*** Block opens ***

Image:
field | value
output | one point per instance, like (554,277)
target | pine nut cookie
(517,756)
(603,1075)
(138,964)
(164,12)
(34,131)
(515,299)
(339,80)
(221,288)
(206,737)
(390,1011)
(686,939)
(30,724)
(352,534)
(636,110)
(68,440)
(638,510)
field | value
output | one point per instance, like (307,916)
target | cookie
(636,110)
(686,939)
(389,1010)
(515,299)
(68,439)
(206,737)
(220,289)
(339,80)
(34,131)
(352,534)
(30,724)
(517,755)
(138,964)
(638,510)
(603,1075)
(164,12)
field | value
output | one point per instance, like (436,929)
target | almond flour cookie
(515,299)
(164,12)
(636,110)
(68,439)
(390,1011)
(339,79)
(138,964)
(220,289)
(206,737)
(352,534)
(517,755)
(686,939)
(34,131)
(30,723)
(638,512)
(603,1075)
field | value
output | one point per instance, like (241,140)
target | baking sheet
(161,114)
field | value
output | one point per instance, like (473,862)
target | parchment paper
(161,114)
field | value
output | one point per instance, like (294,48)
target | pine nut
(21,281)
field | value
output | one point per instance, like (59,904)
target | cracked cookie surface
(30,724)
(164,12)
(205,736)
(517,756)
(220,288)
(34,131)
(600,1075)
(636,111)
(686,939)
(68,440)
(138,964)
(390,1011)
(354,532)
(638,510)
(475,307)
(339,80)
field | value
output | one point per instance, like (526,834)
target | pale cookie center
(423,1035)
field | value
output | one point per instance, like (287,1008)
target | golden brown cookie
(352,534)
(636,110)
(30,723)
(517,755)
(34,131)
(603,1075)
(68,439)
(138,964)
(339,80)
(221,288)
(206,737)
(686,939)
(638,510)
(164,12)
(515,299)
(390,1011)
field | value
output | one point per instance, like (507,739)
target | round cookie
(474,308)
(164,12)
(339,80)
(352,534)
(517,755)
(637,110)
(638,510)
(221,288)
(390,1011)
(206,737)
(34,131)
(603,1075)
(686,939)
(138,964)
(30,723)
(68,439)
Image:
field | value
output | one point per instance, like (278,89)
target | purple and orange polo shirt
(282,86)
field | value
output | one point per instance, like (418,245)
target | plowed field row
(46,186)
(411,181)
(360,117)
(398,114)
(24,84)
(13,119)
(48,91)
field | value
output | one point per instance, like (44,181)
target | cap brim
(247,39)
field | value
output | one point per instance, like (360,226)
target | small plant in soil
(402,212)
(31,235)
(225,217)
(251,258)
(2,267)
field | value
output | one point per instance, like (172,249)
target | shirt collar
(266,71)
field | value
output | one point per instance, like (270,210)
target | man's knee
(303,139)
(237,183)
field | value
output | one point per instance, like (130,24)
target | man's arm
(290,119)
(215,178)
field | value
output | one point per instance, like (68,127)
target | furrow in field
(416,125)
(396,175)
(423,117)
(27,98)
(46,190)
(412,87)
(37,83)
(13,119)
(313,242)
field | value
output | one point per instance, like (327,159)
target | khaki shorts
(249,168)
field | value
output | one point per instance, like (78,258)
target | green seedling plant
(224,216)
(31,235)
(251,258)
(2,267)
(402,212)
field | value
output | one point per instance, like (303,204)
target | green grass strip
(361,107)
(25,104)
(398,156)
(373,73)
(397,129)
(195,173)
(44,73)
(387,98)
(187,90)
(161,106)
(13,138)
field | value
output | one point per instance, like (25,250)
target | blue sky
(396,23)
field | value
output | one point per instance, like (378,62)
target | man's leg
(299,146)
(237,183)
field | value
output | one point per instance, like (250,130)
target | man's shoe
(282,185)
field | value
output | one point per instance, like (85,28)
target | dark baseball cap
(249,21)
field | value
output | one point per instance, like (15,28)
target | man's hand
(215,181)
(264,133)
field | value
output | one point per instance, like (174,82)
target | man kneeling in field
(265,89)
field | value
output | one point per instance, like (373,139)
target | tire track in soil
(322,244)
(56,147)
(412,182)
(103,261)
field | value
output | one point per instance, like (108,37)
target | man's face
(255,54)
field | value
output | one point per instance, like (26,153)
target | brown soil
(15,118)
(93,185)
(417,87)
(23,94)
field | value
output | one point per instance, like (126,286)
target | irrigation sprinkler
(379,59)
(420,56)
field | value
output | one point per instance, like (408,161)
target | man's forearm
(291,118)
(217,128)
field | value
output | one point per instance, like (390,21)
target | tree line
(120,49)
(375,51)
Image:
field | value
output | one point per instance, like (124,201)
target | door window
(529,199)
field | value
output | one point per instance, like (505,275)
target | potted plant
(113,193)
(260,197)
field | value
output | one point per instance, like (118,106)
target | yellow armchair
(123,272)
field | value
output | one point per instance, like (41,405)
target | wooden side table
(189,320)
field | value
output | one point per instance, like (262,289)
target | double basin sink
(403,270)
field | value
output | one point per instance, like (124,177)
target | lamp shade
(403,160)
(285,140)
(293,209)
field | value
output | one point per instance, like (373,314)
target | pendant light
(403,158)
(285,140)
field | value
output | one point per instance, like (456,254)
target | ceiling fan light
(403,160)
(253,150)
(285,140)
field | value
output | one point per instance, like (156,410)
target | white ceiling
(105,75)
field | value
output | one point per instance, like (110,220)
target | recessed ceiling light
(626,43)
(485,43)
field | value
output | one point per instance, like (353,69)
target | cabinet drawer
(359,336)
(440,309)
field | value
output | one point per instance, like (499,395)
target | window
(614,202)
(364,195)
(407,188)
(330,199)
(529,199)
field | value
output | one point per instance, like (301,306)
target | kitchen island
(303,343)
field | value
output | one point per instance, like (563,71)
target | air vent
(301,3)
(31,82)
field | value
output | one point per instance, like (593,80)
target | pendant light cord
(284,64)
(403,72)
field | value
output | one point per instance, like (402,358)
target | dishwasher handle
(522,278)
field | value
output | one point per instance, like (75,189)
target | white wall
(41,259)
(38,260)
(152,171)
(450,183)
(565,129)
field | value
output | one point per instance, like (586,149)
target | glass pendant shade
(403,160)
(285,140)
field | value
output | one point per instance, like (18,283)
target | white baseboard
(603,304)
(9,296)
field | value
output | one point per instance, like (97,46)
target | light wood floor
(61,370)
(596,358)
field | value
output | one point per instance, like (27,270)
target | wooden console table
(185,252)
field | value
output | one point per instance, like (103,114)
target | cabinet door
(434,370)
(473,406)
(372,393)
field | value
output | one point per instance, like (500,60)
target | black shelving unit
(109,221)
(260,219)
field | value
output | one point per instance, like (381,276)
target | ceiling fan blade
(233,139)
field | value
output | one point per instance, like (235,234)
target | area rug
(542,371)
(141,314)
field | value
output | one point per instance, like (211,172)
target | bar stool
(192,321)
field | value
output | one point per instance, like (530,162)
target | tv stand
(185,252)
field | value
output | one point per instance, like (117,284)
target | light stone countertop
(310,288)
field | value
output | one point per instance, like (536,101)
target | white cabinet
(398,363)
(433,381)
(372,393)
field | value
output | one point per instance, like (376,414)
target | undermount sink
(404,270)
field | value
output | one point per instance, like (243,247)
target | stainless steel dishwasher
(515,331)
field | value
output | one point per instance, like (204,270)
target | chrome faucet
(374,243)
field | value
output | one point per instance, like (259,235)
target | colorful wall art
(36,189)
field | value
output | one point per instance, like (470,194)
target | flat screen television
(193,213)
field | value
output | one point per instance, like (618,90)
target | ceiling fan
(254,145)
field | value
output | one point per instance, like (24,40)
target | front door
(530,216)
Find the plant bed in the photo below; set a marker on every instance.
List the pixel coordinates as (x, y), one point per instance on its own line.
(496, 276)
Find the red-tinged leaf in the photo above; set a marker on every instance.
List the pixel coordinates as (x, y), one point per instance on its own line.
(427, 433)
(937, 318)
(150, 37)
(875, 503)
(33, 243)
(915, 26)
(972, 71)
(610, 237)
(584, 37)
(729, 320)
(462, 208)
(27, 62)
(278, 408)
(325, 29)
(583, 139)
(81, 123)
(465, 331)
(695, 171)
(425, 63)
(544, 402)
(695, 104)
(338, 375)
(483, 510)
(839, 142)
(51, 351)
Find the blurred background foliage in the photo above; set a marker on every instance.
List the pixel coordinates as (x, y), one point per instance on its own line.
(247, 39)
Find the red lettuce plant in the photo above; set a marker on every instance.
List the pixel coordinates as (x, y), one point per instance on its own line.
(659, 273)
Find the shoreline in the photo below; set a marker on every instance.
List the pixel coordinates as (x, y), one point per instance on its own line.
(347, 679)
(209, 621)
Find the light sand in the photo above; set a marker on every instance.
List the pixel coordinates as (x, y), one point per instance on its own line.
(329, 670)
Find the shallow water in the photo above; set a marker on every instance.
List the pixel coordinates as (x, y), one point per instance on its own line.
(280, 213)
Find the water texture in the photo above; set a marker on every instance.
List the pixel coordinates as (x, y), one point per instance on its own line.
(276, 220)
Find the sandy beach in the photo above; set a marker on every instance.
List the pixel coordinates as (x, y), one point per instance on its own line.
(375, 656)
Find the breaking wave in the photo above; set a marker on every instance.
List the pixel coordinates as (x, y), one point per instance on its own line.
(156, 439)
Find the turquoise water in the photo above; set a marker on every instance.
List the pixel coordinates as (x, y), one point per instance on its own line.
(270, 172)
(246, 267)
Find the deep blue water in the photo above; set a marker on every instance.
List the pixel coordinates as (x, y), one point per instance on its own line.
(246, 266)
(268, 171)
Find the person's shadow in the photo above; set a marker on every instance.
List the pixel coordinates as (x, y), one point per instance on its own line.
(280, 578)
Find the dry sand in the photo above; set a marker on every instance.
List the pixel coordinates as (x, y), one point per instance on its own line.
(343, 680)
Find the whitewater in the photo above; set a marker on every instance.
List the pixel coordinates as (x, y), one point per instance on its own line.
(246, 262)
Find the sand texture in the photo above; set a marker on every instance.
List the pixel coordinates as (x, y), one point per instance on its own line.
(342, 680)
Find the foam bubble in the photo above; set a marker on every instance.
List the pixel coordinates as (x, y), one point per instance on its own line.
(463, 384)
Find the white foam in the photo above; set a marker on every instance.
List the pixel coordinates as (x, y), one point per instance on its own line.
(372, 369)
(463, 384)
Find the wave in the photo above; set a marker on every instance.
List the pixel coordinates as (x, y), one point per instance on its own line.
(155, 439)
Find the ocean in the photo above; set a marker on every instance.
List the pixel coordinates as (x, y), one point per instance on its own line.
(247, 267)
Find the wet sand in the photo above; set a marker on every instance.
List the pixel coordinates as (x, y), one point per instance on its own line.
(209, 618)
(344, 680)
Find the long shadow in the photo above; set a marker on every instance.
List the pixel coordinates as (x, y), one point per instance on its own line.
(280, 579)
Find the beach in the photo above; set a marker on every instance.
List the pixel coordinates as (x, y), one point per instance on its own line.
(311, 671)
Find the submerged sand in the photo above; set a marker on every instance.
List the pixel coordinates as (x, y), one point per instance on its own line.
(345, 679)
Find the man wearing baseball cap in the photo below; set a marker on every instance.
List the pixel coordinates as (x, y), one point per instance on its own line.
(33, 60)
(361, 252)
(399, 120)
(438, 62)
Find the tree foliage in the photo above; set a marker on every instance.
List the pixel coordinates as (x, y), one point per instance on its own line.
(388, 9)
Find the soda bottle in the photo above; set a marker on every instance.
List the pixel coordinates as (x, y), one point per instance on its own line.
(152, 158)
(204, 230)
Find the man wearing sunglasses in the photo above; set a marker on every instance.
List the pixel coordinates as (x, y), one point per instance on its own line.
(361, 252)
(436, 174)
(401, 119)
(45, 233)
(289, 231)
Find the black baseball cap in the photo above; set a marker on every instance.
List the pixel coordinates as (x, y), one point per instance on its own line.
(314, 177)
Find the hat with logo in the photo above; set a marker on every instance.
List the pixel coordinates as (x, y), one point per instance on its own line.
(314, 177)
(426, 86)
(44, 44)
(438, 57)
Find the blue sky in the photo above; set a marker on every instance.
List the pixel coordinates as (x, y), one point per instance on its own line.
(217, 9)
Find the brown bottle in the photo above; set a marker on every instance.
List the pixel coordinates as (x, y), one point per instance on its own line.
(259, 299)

*** Block closes ***

▸ **Task to carry out**
In the data above, find the line with "output | one point per instance, like (327,159)" and the line with "output | one point per instance, like (108,37)". Retype both, plus every line between them, exactly.

▸ **Answer space**
output | one point per instance, like (327,159)
target | khaki shorts
(249,168)
field | value
output | one point per instance, like (78,258)
target | green seedling plant
(224,216)
(31,235)
(251,258)
(2,267)
(402,212)
field | value
output | one point per instance, like (303,204)
target | green grass strip
(361,107)
(25,104)
(398,156)
(373,73)
(397,129)
(195,173)
(44,73)
(387,98)
(187,90)
(161,106)
(13,138)
field | value
output | one point per instance, like (25,250)
target | blue sky
(396,23)
field | value
output | one point per instance, like (378,62)
target | man's leg
(299,146)
(237,183)
field | value
output | one point per instance, like (250,130)
target | man's shoe
(282,185)
field | value
output | one point per instance, like (85,28)
target | dark baseball cap
(249,21)
field | value
output | one point per instance, like (15,28)
target | man's hand
(215,181)
(264,133)
field | value
output | one point per instance, like (174,82)
target | man kneeling in field
(265,89)
field | value
output | one point per instance, like (373,139)
target | tire track in soil
(322,244)
(56,147)
(412,182)
(103,261)
field | value
output | one point per instance, like (108,37)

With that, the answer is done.